Reproduce only the lines from the line containing "Could you please tag every instance of the black leggings" to the end of the entries below, including both of those lines.

(Dataset excerpts on object pointing)
** BEGIN **
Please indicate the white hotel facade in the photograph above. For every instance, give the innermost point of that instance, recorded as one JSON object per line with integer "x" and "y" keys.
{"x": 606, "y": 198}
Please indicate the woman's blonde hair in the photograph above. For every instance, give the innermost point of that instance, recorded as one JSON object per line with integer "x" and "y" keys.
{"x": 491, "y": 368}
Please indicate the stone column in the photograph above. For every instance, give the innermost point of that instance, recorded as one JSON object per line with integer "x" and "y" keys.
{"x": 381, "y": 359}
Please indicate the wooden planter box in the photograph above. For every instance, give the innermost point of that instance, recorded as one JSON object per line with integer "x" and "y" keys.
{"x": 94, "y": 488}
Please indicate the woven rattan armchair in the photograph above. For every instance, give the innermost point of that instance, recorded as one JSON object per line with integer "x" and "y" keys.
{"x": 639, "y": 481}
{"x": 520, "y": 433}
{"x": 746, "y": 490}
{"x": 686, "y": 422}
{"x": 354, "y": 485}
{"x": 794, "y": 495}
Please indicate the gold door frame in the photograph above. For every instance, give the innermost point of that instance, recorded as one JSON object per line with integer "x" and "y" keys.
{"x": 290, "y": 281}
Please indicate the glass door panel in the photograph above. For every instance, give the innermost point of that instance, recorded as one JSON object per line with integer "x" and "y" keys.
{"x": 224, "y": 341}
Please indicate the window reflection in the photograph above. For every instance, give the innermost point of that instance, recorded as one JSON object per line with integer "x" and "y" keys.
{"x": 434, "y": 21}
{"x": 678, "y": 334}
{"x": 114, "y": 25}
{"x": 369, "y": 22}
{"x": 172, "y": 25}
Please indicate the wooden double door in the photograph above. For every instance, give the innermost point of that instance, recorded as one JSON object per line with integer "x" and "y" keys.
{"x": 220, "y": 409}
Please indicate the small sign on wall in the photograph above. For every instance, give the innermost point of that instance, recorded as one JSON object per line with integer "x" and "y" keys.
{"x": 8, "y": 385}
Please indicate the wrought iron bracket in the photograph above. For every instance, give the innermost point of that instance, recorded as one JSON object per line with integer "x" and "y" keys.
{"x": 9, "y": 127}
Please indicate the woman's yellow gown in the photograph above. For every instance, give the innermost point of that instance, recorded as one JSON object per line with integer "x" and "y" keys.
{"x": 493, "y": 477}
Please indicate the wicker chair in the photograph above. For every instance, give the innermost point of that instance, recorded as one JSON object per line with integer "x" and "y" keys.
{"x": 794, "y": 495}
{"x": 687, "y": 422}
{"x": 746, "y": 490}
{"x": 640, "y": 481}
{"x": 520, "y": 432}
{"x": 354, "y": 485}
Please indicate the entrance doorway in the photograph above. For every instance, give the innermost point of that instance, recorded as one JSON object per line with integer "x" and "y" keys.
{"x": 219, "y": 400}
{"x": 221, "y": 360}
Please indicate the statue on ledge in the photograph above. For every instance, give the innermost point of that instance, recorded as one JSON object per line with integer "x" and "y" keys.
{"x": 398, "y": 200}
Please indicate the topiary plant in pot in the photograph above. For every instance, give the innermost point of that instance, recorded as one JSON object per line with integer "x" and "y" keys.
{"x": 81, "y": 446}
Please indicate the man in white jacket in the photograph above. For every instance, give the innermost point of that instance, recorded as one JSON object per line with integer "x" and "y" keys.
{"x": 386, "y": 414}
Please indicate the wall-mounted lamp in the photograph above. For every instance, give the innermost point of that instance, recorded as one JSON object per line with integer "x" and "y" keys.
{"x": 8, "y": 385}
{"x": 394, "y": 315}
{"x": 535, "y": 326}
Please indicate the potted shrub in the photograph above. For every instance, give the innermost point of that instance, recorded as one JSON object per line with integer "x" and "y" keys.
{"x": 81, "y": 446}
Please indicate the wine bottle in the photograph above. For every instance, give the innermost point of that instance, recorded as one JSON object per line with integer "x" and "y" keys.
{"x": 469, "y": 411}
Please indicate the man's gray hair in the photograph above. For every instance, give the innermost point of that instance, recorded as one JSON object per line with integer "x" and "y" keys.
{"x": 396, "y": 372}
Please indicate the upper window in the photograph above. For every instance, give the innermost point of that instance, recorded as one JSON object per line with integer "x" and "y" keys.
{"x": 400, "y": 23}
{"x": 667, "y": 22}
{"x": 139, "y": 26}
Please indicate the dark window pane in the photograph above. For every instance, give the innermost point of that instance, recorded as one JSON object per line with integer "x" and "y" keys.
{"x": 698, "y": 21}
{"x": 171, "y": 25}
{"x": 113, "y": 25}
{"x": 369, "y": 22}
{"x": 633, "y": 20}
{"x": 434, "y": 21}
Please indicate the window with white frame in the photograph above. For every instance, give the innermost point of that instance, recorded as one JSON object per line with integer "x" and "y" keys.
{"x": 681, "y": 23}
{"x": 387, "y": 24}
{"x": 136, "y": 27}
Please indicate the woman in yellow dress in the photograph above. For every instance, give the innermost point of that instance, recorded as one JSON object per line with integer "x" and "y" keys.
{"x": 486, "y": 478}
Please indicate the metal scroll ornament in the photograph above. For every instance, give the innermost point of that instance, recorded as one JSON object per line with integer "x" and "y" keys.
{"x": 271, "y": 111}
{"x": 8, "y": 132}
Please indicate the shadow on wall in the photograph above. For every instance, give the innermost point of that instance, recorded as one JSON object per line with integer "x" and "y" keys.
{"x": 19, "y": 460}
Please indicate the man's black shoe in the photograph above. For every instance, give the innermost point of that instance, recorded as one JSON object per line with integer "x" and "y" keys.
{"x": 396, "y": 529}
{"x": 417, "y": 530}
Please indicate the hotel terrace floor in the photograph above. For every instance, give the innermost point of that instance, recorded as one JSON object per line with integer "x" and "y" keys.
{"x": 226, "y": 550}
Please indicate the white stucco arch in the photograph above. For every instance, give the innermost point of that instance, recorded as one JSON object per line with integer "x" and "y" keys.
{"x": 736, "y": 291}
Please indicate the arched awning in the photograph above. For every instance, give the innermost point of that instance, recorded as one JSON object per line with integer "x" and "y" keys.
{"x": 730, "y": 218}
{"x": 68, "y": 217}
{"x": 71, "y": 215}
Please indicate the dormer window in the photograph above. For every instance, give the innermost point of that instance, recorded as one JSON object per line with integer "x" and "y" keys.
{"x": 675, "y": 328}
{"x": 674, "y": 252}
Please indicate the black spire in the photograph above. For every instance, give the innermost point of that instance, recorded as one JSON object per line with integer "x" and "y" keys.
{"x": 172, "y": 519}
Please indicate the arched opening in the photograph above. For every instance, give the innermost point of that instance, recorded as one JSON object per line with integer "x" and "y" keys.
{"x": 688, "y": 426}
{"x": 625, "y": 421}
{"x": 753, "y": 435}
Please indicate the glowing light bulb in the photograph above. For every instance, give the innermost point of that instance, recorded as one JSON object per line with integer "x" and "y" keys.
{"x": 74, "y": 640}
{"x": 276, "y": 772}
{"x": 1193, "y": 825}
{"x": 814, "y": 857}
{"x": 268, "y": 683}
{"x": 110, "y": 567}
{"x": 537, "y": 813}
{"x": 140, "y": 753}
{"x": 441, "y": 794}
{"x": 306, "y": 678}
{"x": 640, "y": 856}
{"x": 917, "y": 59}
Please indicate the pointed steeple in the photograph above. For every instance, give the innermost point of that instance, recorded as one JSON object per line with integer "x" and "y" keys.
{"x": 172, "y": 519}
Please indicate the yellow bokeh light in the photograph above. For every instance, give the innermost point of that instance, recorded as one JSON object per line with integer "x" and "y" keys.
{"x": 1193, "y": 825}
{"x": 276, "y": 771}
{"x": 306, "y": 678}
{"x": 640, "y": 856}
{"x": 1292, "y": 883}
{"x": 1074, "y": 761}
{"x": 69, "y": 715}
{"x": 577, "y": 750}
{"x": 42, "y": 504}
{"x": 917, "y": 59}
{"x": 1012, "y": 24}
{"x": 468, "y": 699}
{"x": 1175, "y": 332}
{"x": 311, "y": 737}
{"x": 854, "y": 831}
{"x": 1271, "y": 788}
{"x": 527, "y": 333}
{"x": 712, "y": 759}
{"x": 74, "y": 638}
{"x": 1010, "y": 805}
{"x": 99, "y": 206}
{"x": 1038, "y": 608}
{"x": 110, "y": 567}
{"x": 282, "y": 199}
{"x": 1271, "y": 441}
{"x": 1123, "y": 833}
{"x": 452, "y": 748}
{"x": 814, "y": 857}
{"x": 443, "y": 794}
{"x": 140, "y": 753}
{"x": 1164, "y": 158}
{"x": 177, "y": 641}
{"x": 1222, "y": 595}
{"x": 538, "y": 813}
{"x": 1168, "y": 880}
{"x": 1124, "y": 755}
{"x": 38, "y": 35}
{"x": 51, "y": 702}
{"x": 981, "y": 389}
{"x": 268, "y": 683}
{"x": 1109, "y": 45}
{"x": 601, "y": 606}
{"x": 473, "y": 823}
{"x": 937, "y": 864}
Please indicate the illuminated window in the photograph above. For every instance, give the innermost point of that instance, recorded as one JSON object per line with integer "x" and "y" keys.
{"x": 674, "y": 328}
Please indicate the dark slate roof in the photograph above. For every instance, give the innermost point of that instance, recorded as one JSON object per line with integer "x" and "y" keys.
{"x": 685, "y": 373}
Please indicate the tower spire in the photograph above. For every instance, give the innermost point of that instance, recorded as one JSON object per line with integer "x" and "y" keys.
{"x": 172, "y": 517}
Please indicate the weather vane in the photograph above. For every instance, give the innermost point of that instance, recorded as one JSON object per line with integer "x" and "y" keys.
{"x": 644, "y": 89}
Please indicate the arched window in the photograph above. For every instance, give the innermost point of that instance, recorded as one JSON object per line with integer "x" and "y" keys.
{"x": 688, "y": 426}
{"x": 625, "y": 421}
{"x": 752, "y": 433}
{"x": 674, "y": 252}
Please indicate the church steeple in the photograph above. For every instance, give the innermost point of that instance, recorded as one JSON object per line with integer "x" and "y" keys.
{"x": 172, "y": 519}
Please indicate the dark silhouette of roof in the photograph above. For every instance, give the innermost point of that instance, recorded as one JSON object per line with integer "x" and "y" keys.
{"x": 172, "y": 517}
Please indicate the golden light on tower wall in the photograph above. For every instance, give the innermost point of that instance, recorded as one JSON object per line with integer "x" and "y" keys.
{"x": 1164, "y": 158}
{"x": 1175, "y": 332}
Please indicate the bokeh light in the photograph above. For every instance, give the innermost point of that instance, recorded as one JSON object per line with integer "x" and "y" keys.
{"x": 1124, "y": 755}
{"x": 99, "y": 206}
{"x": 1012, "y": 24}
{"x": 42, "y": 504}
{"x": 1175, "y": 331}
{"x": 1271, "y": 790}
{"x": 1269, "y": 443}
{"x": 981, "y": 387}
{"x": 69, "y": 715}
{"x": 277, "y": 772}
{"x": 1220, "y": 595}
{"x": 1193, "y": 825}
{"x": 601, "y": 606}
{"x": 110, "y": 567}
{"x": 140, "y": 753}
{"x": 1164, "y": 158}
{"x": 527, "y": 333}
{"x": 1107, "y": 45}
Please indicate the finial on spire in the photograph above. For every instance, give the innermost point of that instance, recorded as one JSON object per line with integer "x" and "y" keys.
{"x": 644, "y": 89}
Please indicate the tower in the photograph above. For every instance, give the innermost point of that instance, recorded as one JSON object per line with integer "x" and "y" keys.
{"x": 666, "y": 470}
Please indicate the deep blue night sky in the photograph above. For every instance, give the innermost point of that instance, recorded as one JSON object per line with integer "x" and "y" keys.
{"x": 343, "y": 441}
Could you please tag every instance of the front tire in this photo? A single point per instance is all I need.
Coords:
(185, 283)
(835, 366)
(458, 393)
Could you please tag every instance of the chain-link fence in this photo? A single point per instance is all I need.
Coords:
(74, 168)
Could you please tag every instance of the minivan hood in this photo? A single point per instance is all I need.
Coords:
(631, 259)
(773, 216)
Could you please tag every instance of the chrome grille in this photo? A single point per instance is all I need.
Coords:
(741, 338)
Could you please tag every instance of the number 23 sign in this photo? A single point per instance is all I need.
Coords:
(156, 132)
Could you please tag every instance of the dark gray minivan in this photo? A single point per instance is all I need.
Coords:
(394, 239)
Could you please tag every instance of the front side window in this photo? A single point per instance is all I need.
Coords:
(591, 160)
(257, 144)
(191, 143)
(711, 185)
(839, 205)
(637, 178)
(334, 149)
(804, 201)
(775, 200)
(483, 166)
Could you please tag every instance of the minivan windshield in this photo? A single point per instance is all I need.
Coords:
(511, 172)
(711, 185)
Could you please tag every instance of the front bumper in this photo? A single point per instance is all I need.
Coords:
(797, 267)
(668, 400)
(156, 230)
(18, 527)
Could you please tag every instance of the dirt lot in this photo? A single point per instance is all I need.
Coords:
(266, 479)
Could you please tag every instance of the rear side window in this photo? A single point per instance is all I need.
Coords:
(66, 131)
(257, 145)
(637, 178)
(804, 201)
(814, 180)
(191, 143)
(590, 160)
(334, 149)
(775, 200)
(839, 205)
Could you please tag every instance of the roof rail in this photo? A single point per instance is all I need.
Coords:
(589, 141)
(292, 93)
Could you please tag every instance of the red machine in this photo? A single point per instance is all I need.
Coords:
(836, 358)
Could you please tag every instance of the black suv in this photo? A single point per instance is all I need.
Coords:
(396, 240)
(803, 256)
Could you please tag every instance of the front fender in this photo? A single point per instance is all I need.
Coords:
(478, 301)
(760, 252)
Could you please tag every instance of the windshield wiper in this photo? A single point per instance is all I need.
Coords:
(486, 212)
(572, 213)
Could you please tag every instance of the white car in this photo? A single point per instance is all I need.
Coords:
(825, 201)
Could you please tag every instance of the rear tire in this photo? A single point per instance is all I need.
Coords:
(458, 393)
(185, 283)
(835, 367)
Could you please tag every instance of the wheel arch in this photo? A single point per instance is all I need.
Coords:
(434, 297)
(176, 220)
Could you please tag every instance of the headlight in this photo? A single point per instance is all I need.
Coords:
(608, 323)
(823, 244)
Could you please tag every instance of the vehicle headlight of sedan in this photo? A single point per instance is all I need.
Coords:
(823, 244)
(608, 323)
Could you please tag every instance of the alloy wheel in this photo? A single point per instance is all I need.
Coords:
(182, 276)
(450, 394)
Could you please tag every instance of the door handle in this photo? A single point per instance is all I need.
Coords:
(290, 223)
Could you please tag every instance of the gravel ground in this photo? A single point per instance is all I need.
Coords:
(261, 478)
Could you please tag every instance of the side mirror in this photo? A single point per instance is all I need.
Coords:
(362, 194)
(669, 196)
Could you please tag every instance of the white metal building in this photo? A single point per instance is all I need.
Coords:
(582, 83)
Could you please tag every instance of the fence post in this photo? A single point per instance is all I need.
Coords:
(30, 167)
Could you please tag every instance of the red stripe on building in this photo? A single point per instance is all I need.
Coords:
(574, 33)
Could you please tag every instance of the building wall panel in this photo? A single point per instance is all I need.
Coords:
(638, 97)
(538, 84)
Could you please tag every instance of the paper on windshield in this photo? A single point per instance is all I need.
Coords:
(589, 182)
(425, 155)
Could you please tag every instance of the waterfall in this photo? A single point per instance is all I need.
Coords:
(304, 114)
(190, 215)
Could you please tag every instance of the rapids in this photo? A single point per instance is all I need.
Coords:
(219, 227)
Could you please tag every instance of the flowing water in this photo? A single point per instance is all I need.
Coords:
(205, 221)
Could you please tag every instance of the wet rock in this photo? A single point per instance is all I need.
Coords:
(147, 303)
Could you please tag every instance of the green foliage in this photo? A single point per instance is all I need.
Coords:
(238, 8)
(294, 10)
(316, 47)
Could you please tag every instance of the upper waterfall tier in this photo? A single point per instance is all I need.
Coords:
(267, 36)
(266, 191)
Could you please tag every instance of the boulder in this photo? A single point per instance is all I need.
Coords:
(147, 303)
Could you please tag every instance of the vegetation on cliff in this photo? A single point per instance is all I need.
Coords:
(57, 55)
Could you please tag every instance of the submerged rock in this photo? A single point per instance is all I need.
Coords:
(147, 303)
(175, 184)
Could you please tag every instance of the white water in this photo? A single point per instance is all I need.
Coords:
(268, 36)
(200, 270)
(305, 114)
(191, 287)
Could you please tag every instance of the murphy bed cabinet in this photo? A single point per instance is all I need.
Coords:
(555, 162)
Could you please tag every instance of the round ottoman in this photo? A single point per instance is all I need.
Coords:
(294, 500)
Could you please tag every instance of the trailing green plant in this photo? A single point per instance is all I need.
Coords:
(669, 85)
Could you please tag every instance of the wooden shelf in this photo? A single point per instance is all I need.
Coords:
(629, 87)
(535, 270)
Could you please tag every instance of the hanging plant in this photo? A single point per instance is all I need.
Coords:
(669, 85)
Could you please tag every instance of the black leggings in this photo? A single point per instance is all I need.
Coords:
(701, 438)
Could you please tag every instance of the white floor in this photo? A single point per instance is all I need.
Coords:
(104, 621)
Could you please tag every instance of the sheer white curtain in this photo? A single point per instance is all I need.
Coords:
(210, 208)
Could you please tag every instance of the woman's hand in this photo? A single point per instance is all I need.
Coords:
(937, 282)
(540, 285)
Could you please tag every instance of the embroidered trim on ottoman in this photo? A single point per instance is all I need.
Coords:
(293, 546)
** END **
Written reply |
Could you please tag every instance of the black leggings in this photo? A single point per instance is all I need.
Coords:
(701, 438)
Could you please tag every instance of the white floor in this photo? A single point per instance is all I need.
Coords:
(104, 621)
Could you please tag every instance of the sheer white curtain in this photo? A single point per instance is all I need.
Coords:
(210, 208)
Could you please tag every instance of the woman's hand in this photo? A single point per instance is all I need.
Coords:
(937, 282)
(540, 285)
Could you please tag every instance of the embroidered trim on ottoman in this photo? A single point per instance is all I need.
Coords:
(293, 546)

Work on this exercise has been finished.